**Source:**
######
The standard C comparison operators provoke exceptions when one or other of the operands is NaN. For example,
int v = a < 1.0;
will raise an exception if a is NaN. (This does not
happen with == and !=; those merely return false and true,
respectively, when NaN is examined.) Frequently this exception is
undesirable. ISO C99 therefore defines comparison functions that
do not raise exceptions when NaN is examined. All of the functions are
implemented as macros which allow their arguments to be of any
floating-point type. The macros are guaranteed to evaluate their
arguments only once. TS 18661-1:2014 adds such a macro for an
equality comparison that does raise an exception for a NaN
argument; it also adds functions that provide a total ordering on all
floating-point values, including NaNs, without raising any exceptions
even for signaling NaNs.
int isgreater (real-floating x, real-floating y) ¶Preliminary: | MT-Safe | AS-Safe | AC-Safe | See POSIX Safety Concepts.
This macro determines whether the argument x is greater than
y. It is equivalent to (x) > (y), but no
exception is raised if x or y are NaN.
int isgreaterequal (real-floating x, real-floating y) ¶Preliminary: | MT-Safe | AS-Safe | AC-Safe | See POSIX Safety Concepts.
This macro determines whether the argument x is greater than or
equal to y. It is equivalent to (x) >= (y), but no
exception is raised if x or y are NaN.
int isless (real-floating x, real-floating y) ¶Preliminary: | MT-Safe | AS-Safe | AC-Safe | See POSIX Safety Concepts.
This macro determines whether the argument x is less than y.
It is equivalent to (x) < (y), but no exception is
raised if x or y are NaN.
int islessequal (real-floating x, real-floating y) ¶Preliminary: | MT-Safe | AS-Safe | AC-Safe | See POSIX Safety Concepts.
This macro determines whether the argument x is less than or equal
to y. It is equivalent to (x) <= (y), but no
exception is raised if x or y are NaN.
int islessgreater (real-floating x, real-floating y) ¶Preliminary: | MT-Safe | AS-Safe | AC-Safe | See POSIX Safety Concepts.
This macro determines whether the argument x is less or greater
than y. It is equivalent to (x) < (y) ||
(x) > (y) (although it only evaluates x and y
once), but no exception is raised if x or y are NaN.
This macro is not equivalent to x != y, because that
expression is true if x or y are NaN.
int isunordered (real-floating x, real-floating y) ¶Preliminary: | MT-Safe | AS-Safe | AC-Safe | See POSIX Safety Concepts.
This macro determines whether its arguments are unordered. In other words, it is true if x or y are NaN, and false otherwise.
######
**Supplied data:**
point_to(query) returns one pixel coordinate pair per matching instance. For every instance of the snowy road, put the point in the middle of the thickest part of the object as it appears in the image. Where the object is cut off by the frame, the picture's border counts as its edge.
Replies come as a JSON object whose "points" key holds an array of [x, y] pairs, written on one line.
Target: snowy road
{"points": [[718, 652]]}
######
**Problems to work on:**
A: From the text on floating-point comparison macros, return the passage that opens with the words containing "int isless (real-floating" and closes with "less than y.".
B: In the text on floating-point comparison macros, what do the == and != operators return when NaN is examined?

**Task-by-task outputs:**
A:
int isless (real-floating x, real-floating y) ¶Preliminary: | MT-Safe | AS-Safe | AC-Safe | See POSIX Safety Concepts.
This macro determines whether the argument x is less than y.

B: The == operator returns false and the != operator returns true.